## PAGE TEXT
- Opening Delimiter -

Holly A. Foster
Holly Foster is a Professor of Sociology and Chancellor EDGES Fellow at Texas A&M University and an Affiliated Scholar at the American Bar Foundation.
Her research (with John Hagan) is on the myriad influences of parental incarceration on children’s outcomes, including the concept of ‘social exclusion’ or disconnection from major social institutions including schooling, housing, civic participation and health care. She also researches the correlates and consequences of children’s exposure to violence. Her third area of research investigates the social exclusion of women in prison and the countervailing processes families engage in when circumstances permit. Dr. Foster has published in the American Sociological Review, Social Forces, Social Problems, the Annual Review of Sociology, the Journal of Health and Social Behavior, Sociology of Education, Social Science & Medicine and Law and Society Review. She has been co-investigator on five NSF grants and one NIH grant. In 2016, Foster wrote a commissioned white paper for the National Institute of Justice in a published volume on the conditions of confinement in restricted housing (e.g., solitary confinement) in American prisons. Hagan and Foster received a best publication award for their Social Forces article from the American Sociological Association’s section on Mental Health. Foster received her doctorate from the University of Toronto and completed interdisciplinary post-doctoral training at Columbia University and Carnegie Mellon University.

- Closing Delimiter -

## PROBLEM
Retype the biography word for word, beginning at the words "Holly A. Foster" and stopping after the words "American Bar Foundation.". The items that come next have no connection to the biography.

Data records:
- Opening Delimiter -

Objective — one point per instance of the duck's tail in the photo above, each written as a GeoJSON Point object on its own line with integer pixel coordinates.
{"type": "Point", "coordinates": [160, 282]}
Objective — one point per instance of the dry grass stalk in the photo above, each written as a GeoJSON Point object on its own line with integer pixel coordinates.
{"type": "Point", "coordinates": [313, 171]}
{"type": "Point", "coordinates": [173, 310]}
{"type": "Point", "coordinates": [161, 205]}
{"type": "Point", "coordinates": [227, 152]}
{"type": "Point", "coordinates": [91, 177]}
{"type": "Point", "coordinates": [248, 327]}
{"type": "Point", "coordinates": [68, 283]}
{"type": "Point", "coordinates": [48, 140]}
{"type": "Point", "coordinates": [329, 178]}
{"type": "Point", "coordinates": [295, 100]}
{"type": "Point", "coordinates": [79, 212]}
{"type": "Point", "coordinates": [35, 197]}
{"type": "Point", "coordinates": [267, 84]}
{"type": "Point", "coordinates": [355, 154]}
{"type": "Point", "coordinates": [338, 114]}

- Closing Delimiter -

## ANSWER FOR THE TASK
Holly A. Foster
Holly Foster is a Professor of Sociology and Chancellor EDGES Fellow at Texas A&M University and an Affiliated Scholar at the American Bar Foundation.